> What is required
The records below are split into lines. How many of those lines contain the string "Find"? Reply with the number only.

> Exercise data

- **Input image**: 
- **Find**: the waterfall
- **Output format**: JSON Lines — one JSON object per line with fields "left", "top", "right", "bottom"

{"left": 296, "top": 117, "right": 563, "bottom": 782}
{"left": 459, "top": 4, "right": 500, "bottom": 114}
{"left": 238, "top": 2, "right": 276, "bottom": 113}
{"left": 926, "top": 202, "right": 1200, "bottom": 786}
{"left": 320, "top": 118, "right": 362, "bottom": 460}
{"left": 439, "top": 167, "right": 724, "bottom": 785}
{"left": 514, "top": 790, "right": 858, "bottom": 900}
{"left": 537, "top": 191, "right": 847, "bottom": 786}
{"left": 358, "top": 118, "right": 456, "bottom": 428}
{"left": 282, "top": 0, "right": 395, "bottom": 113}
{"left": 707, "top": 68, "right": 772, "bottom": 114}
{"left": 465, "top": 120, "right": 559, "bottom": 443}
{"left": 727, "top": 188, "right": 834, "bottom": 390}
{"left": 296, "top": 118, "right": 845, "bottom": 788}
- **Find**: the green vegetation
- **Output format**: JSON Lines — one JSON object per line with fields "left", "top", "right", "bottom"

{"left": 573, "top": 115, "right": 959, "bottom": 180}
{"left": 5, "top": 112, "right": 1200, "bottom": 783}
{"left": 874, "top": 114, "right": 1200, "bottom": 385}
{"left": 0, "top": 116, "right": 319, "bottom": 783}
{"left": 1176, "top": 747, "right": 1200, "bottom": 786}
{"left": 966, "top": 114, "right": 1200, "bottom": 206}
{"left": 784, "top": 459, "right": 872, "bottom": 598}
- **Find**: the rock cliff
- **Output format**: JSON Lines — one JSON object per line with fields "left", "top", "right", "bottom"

> Reply
3